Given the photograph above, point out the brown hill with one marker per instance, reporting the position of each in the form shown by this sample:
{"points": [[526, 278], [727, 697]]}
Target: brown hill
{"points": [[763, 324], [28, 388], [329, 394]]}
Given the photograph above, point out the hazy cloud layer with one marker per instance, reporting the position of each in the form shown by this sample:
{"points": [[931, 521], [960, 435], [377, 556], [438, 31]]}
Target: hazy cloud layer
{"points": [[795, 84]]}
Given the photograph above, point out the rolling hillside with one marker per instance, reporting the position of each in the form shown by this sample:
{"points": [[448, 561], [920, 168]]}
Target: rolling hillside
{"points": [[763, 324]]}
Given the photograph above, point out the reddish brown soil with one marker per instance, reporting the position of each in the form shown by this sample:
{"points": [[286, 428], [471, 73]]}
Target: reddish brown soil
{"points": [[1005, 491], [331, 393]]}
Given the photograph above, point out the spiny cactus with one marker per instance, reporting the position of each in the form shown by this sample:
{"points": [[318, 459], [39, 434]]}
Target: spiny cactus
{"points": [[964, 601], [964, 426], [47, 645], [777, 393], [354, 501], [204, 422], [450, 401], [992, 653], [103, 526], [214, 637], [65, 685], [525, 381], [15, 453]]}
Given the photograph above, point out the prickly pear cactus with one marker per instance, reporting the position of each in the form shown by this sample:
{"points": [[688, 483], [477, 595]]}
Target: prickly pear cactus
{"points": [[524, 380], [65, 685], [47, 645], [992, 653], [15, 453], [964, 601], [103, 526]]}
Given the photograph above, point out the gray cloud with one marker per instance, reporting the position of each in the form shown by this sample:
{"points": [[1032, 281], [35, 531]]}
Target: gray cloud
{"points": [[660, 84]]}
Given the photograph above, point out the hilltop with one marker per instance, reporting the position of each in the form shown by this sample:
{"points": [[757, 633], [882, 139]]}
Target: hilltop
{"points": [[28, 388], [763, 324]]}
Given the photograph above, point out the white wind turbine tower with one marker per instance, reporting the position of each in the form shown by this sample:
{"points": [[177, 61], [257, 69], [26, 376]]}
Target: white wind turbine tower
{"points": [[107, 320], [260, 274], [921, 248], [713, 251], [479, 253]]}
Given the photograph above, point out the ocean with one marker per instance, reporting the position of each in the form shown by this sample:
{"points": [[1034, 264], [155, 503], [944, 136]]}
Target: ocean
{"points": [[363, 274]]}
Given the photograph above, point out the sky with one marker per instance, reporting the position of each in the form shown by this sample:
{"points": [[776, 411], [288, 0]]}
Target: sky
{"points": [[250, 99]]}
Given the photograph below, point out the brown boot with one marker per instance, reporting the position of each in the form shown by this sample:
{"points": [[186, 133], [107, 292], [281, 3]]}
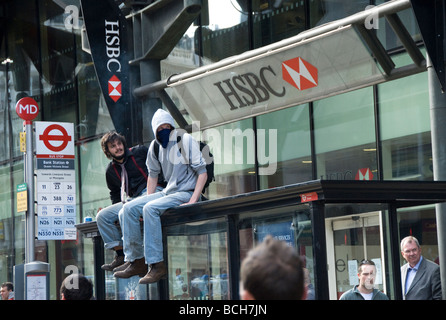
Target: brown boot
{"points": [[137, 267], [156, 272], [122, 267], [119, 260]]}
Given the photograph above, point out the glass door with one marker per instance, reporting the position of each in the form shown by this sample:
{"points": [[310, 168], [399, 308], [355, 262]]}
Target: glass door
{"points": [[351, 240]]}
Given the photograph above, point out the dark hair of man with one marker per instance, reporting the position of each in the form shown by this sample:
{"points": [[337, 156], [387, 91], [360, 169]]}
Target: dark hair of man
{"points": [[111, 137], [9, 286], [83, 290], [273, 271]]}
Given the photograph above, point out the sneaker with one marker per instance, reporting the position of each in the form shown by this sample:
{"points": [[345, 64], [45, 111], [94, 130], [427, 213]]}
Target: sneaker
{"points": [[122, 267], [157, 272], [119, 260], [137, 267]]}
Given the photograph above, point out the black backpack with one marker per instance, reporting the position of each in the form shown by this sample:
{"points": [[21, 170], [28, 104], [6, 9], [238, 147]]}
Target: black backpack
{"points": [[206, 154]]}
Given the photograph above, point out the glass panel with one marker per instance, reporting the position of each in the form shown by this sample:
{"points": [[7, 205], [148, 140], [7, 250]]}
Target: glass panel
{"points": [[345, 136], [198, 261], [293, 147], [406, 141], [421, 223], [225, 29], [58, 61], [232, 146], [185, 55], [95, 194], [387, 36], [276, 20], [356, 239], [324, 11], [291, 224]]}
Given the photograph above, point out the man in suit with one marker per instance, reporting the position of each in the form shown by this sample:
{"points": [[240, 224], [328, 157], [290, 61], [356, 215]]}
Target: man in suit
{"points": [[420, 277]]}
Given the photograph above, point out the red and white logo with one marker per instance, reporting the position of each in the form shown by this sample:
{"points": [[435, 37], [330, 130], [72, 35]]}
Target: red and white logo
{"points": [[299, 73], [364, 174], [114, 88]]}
· · · · ·
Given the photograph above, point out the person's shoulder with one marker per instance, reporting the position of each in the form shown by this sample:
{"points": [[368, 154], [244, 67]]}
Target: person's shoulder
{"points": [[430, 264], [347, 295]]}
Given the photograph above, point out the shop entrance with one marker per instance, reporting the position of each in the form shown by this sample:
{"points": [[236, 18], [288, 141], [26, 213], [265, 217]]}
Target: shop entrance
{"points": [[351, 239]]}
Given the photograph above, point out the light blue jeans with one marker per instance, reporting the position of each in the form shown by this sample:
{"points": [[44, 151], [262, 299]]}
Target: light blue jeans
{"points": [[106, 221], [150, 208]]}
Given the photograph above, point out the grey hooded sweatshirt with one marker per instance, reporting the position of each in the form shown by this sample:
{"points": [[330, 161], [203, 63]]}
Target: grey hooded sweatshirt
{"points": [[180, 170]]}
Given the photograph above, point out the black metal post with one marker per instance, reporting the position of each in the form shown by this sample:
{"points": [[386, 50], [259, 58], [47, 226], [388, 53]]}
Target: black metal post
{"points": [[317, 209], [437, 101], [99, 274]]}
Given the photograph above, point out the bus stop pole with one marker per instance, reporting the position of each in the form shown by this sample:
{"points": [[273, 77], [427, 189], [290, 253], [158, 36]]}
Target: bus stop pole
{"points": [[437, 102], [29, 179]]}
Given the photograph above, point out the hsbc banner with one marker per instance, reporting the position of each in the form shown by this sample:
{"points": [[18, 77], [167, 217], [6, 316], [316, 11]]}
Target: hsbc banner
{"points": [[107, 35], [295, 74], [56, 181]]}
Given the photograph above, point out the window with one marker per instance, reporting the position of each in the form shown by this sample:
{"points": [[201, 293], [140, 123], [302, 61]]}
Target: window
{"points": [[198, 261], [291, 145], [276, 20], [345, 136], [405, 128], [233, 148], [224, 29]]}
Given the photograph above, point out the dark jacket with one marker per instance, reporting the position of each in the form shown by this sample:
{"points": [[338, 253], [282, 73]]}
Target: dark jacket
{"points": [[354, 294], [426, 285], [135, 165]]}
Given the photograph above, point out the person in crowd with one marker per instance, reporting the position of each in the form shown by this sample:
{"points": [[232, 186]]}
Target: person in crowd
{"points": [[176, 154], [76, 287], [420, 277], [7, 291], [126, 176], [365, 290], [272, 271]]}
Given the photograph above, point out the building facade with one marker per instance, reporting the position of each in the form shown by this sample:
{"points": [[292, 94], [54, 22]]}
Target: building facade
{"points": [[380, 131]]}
· · · · ·
§ **Exercise description**
Count the lines in the records that contain the word "jacket", matching case exactly, and give only the number.

§ **Response**
2